**DATA SHOWN:**
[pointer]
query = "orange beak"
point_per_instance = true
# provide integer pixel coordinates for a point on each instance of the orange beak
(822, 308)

**EXERCISE DIRECTIONS:** Reproduce the records above, substituting "yellow" for each occurrence of "orange" and leaving every other character unchanged.

**THE SOLUTION:**
[pointer]
query = "yellow beak"
point_per_instance = true
# provide integer pixel coordinates for a point on each instance of the yellow beak
(822, 308)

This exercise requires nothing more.